━━━ DATA UNDER STUDY ━━━

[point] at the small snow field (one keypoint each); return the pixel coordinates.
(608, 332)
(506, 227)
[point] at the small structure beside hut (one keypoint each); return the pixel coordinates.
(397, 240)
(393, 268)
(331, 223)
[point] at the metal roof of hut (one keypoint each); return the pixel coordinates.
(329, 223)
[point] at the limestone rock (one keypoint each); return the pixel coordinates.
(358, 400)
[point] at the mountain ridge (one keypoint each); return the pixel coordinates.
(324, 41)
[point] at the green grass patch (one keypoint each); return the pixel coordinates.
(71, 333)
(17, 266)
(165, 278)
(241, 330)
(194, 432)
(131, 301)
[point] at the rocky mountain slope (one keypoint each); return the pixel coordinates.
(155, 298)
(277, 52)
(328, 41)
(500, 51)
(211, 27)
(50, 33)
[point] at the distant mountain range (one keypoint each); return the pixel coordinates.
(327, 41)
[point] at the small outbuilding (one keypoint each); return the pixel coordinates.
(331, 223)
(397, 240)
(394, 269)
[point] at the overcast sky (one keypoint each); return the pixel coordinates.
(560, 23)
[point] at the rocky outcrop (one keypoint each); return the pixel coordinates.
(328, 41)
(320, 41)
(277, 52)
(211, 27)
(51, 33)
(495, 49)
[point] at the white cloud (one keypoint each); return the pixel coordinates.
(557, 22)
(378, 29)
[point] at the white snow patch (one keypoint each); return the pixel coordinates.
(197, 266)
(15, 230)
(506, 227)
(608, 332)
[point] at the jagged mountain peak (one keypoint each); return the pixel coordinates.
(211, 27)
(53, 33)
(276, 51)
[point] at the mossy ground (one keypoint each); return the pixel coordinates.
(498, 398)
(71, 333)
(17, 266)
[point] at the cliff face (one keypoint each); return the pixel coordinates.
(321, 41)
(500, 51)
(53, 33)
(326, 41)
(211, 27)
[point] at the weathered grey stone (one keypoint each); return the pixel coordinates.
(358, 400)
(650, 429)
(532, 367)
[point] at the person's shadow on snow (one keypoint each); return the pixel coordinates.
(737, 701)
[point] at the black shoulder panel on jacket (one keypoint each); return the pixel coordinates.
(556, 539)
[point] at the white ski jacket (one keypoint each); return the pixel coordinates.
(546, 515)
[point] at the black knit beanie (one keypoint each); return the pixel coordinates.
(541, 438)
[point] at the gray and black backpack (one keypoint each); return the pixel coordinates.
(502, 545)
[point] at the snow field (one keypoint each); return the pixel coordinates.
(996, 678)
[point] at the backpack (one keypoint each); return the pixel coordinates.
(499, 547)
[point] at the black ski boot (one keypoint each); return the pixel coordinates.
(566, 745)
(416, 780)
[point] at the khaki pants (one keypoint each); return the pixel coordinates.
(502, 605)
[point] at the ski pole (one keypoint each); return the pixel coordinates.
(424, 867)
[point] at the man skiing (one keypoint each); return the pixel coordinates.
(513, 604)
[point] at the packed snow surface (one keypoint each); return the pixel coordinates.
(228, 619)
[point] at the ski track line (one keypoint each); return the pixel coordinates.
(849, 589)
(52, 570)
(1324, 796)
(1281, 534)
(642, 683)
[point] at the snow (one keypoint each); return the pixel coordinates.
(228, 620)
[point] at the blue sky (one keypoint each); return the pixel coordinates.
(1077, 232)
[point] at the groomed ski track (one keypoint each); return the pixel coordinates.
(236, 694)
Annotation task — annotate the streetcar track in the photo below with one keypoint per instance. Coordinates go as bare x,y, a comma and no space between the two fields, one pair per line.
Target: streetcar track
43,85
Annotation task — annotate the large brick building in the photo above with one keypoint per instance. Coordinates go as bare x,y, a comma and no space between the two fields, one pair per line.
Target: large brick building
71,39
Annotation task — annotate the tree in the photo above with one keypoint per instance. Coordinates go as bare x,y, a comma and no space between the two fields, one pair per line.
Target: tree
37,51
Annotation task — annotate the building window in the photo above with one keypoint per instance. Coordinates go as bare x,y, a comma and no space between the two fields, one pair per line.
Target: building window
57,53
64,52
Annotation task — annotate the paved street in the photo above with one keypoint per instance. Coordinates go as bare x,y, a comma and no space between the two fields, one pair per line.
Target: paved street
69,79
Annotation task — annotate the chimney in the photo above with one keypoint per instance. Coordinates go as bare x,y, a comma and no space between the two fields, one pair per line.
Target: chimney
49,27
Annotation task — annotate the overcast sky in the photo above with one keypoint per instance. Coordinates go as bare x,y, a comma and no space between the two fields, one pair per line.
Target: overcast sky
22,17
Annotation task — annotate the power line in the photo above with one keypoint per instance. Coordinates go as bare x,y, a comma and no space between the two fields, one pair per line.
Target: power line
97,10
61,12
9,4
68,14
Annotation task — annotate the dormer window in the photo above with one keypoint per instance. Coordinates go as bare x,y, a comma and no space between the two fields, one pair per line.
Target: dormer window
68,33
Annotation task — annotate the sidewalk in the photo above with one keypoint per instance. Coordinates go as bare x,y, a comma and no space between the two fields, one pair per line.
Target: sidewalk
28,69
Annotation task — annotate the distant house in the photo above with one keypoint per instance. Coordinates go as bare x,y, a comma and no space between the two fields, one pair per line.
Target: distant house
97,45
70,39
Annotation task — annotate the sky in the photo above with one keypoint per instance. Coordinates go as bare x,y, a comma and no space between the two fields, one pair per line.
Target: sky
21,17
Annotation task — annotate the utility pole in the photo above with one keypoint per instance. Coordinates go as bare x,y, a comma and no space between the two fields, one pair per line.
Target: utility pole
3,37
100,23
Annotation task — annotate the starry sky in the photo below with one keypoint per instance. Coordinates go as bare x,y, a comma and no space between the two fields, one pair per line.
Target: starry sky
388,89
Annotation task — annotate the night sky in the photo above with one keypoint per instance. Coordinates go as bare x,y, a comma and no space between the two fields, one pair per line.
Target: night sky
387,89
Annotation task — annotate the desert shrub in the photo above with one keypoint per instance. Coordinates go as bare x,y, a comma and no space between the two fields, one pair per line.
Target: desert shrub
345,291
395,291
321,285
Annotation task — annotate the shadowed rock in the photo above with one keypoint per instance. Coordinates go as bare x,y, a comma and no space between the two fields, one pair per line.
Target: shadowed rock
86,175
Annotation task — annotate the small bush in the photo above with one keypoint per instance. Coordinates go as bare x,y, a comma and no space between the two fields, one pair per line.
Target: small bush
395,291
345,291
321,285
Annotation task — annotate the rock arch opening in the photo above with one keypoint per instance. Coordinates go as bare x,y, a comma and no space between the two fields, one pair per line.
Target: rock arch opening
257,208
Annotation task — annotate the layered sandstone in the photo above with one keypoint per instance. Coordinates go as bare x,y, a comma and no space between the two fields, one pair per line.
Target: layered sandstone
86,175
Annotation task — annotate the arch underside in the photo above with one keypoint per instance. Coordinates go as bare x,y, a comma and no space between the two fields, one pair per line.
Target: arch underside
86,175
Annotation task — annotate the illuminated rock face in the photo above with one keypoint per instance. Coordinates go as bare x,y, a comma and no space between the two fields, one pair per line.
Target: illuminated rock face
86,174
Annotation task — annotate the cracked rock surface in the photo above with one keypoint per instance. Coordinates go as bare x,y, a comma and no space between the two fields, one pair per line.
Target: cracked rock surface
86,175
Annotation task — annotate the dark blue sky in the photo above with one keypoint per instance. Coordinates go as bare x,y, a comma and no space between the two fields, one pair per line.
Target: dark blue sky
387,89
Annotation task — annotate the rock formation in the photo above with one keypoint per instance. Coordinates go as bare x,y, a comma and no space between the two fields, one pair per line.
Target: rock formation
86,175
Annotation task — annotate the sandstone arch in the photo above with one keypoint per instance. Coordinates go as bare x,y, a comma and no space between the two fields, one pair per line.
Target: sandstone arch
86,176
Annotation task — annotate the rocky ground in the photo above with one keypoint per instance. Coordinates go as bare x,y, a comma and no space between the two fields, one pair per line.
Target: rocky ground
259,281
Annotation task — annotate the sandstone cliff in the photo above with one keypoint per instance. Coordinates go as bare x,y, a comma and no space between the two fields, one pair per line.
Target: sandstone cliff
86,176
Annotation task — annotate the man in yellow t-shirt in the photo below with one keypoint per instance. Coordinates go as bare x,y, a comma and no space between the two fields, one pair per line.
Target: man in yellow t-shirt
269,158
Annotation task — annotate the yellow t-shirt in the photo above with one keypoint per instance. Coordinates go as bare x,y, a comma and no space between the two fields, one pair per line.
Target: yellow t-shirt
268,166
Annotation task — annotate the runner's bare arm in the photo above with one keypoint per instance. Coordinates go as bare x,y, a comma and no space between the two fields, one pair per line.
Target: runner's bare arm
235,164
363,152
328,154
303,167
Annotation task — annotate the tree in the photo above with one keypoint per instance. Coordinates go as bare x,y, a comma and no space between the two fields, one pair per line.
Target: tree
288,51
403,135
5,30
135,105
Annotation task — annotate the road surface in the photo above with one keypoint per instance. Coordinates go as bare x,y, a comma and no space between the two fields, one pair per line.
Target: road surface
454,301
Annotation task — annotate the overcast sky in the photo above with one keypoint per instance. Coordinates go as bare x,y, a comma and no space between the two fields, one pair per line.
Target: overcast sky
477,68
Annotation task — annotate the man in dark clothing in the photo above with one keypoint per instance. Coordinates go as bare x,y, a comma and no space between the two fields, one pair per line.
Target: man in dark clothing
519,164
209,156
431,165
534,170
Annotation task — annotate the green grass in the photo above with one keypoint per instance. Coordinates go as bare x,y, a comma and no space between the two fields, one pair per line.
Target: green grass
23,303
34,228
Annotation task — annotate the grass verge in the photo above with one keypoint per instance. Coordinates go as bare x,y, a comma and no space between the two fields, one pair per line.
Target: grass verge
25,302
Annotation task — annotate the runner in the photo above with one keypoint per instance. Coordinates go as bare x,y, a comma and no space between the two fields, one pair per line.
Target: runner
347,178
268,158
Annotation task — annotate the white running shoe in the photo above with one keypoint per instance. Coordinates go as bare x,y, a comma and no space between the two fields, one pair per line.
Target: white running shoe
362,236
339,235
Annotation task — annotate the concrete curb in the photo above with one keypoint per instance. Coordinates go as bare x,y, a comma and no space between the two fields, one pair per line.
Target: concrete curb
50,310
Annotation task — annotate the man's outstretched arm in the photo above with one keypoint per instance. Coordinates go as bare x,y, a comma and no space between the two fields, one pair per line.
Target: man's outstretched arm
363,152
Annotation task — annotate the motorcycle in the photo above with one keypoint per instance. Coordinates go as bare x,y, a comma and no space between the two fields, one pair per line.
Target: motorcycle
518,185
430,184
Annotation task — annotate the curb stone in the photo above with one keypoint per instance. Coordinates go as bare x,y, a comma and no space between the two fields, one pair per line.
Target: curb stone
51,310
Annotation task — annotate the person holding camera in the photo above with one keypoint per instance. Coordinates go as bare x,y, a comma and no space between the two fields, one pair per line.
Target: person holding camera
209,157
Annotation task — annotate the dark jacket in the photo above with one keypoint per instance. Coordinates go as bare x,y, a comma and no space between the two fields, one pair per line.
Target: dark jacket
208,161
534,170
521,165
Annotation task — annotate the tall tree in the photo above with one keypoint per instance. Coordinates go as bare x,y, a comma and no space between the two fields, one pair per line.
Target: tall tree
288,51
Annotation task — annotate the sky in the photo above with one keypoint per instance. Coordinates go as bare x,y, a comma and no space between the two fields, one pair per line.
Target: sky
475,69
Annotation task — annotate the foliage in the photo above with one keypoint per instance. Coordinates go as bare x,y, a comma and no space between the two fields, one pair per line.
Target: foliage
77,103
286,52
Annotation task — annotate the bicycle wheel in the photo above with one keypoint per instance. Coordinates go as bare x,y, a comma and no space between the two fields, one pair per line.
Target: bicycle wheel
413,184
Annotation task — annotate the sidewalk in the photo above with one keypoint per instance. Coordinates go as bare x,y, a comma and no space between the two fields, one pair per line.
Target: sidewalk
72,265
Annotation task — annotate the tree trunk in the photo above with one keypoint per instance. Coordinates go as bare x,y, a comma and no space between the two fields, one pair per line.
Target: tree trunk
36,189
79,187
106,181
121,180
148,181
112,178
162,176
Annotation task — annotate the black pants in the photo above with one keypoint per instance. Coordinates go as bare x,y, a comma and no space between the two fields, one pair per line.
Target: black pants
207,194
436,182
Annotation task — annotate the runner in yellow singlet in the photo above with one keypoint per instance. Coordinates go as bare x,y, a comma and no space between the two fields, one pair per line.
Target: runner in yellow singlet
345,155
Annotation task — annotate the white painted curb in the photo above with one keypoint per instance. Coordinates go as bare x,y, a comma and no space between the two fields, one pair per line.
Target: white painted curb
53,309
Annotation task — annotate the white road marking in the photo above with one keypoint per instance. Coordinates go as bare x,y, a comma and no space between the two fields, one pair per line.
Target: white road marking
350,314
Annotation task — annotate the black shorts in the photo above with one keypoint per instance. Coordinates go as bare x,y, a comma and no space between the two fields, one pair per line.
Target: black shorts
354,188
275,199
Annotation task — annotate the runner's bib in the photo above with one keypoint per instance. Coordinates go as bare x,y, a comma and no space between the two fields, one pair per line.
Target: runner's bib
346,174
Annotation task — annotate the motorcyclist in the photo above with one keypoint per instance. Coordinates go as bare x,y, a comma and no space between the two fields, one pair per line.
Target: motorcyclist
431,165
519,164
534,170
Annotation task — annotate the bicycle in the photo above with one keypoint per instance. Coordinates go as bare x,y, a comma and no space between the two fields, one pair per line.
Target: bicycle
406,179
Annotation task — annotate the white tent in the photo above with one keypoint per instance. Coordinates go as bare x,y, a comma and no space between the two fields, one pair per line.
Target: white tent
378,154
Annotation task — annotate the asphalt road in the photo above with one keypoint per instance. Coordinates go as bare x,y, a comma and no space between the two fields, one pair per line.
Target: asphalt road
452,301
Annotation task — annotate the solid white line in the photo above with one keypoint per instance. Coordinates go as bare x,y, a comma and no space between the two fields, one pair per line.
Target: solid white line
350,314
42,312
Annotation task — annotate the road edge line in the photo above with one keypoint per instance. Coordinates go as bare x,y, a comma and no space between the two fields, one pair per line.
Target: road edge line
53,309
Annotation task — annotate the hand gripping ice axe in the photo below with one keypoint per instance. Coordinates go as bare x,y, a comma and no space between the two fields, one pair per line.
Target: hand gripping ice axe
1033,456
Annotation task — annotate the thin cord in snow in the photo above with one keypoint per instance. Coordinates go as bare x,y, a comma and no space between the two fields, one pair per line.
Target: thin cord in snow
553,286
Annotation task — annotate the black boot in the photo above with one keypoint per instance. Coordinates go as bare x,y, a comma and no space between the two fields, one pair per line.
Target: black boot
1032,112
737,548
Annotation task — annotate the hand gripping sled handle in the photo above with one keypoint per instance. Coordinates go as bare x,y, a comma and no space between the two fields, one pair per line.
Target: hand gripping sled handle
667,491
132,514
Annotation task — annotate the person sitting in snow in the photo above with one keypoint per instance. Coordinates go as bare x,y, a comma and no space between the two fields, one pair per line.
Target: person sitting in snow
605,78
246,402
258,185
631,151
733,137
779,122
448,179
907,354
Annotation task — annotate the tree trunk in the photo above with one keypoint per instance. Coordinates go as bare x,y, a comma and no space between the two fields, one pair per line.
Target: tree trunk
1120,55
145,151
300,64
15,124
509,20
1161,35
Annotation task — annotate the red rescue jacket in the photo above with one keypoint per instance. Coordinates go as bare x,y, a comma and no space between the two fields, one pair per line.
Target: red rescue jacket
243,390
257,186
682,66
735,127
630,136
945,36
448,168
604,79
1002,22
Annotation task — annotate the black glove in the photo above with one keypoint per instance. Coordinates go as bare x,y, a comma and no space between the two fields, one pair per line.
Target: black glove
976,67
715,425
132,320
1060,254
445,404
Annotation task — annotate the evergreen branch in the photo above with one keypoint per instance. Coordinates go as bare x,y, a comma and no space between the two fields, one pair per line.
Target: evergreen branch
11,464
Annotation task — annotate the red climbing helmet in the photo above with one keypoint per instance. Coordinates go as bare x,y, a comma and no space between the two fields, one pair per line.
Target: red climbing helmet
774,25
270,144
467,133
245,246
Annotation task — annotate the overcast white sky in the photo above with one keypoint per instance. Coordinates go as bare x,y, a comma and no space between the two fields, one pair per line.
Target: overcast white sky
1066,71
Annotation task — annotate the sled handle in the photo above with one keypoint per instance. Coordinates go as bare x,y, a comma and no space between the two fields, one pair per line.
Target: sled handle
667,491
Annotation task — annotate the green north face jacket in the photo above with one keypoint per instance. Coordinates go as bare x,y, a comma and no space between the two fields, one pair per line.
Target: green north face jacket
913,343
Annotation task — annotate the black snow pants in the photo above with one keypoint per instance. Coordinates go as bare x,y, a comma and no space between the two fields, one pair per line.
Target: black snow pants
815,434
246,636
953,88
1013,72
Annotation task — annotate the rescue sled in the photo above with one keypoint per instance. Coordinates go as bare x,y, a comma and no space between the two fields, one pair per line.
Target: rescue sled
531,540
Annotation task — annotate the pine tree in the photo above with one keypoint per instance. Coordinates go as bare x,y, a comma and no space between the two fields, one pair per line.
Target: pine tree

━━━

Above are the entries; copy out every line among them that contains the word "pine".

Annotation task — annotate the pine tree in the photo above with one keypoint per instance. Coordinates go as bare x,y, a comma and no space between the two fields, one pair per line.
Target: pine tree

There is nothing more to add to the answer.